• **Set exercise 1**:
Retype the passage of the post on the Kurdish prisoners' hunger strike that begins at the words "Kurds in Turkey's" and stops after "security personnel killed.".

• **Passage**:
/---

Showing posts with label Arab Uprisings. Show all posts
Showing posts with label Arab Uprisings. Show all posts

Saturday, November 3, 2012

A Hunger Strike:An Opposition behind Bars


During the last 53 days, many things have happened in Turkey and the world. For me, I started the university semester and I cannot believe that next week midterms will begin.  Summer ended, lasting extra long, and finally it is getting quite chilly outside. A film about Muslims sparked outrage. More recently, a hurricane named Sandy battered the East coast. I could go on and delve into different news stories. However, one thing we perhaps missed was that in Turkey, for the last 53 days, almost 700 Kurdish prisoners in Turkish jails have gone on a hunger strike (starting on different dates). They are demanding their right as Turkish citizens to study in their mother tongue , have the right to speak Kurdish in courts (with a translator), and want an end to the solitary confinement of the outlawed Kurdish PKK’s leader Abdullah Ocalan.

Kurds in Turkey's western city of Adana protest in the name of the hunger strikers
Those following the Turkish news, or my blog during the last almost four years, will know that Turkey has for over thirty years been subjected to an ongoing armed uprising of its Kurdish population in Turkey’s southeastern regions. During these years, over 40,000 Turkish citizens have been killed (on both sides) and throughout the 1990’s Turkey offered no negotiations, and sought out a military solution. The Kurdish organization, the PKK, recognized by most of the western world as a terrorist organization, has no chance of winning their armed struggle, but they also inflict great challenges on the Turkish military, and this year alone, there has been almost 100 security personnel killed. 

While the armed struggle is led by the outlawed PKK, with their leader, Abdullah Ocalan, being jailed on an island prison not far from Istanbul, the civil branch of the Kurdish struggle is played out through a political party, the Peace and Democratic Party (BDP). This party is in the Turkish parliament and the Turkish Prime Minister, Recep Tayyip Erdogan, is currently in the process of trying to strip some of the BDP members of their parliamentary status due to an event where the MPs took photos embracing PKK guerrillas.  Erdogan, who for the first part of his ten-year tenure worked to reach an agreement with the Kurds, more recently has switched to a zero-tolerance policy towards their demands.

\---

• **Set exercise 2**:
Echo the records from their first line through the line that has "x=216 y=129", including both ends, and omit the pictures.

• **Information shown**:
/---

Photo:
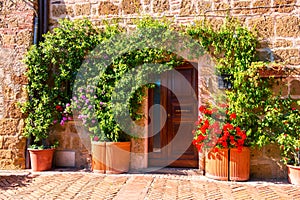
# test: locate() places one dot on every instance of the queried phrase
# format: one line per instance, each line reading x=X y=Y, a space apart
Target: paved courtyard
x=88 y=185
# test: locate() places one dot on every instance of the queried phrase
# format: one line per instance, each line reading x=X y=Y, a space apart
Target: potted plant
x=110 y=146
x=51 y=70
x=288 y=139
x=226 y=158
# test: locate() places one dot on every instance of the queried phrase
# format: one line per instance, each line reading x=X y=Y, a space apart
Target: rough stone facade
x=277 y=23
x=16 y=25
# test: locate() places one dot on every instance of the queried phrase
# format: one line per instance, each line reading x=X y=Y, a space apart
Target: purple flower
x=62 y=122
x=96 y=138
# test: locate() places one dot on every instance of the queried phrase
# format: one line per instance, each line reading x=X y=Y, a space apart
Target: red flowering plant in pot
x=223 y=143
x=216 y=129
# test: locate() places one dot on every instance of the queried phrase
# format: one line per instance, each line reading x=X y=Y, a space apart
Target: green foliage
x=51 y=68
x=131 y=59
x=251 y=98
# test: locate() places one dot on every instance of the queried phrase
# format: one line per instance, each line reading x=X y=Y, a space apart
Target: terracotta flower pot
x=239 y=164
x=216 y=165
x=41 y=159
x=294 y=174
x=98 y=156
x=110 y=157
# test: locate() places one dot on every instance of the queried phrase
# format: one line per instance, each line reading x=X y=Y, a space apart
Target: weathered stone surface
x=58 y=10
x=261 y=3
x=282 y=43
x=265 y=163
x=280 y=87
x=204 y=6
x=263 y=25
x=240 y=6
x=160 y=6
x=131 y=6
x=187 y=7
x=295 y=87
x=8 y=127
x=288 y=26
x=289 y=56
x=82 y=9
x=69 y=139
x=108 y=8
x=221 y=8
x=284 y=6
x=13 y=111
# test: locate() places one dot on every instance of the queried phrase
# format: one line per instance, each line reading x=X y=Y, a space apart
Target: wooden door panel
x=178 y=151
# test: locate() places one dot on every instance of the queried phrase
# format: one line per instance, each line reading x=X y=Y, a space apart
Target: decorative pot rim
x=109 y=142
x=50 y=149
x=293 y=166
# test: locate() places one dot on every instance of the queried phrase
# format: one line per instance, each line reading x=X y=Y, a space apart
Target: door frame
x=164 y=96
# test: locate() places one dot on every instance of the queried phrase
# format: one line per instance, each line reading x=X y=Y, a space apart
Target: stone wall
x=16 y=25
x=72 y=138
x=277 y=23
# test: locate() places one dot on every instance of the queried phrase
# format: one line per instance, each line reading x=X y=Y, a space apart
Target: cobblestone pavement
x=87 y=185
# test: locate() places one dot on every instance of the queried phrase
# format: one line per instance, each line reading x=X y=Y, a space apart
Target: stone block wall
x=277 y=23
x=73 y=139
x=16 y=25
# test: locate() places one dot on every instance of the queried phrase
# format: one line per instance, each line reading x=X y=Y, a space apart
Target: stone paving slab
x=88 y=185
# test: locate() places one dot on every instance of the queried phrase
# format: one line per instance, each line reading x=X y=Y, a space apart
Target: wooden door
x=177 y=94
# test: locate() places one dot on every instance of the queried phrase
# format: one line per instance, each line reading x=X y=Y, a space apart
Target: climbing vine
x=54 y=65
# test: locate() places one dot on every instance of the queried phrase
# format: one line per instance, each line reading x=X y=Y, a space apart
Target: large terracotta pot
x=216 y=165
x=98 y=156
x=117 y=157
x=294 y=174
x=110 y=157
x=41 y=159
x=239 y=164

\---

• **Correct answer 1**:
Kurds in Turkey's western city of Adana protest in the name of the hunger strikers
Those following the Turkish news, or my blog during the last almost four years, will know that Turkey has for over thirty years been subjected to an ongoing armed uprising of its Kurdish population in Turkey’s southeastern regions. During these years, over 40,000 Turkish citizens have been killed (on both sides) and throughout the 1990’s Turkey offered no negotiations, and sought out a military solution. The Kurdish organization, the PKK, recognized by most of the western world as a terrorist organization, has no chance of winning their armed struggle, but they also inflict great challenges on the Turkish military, and this year alone, there has been almost 100 security personnel killed.

• **Correct answer 2**:
Photo:
# test: locate() places one dot on every instance of the queried phrase
# format: one line per instance, each line reading x=X y=Y, a space apart
Target: paved courtyard
x=88 y=185
# test: locate() places one dot on every instance of the queried phrase
# format: one line per instance, each line reading x=X y=Y, a space apart
Target: potted plant
x=110 y=146
x=51 y=70
x=288 y=139
x=226 y=158
# test: locate() places one dot on every instance of the queried phrase
# format: one line per instance, each line reading x=X y=Y, a space apart
Target: rough stone facade
x=277 y=23
x=16 y=25
# test: locate() places one dot on every instance of the queried phrase
# format: one line per instance, each line reading x=X y=Y, a space apart
Target: purple flower
x=62 y=122
x=96 y=138
# test: locate() places one dot on every instance of the queried phrase
# format: one line per instance, each line reading x=X y=Y, a space apart
Target: red flowering plant in pot
x=223 y=143
x=216 y=129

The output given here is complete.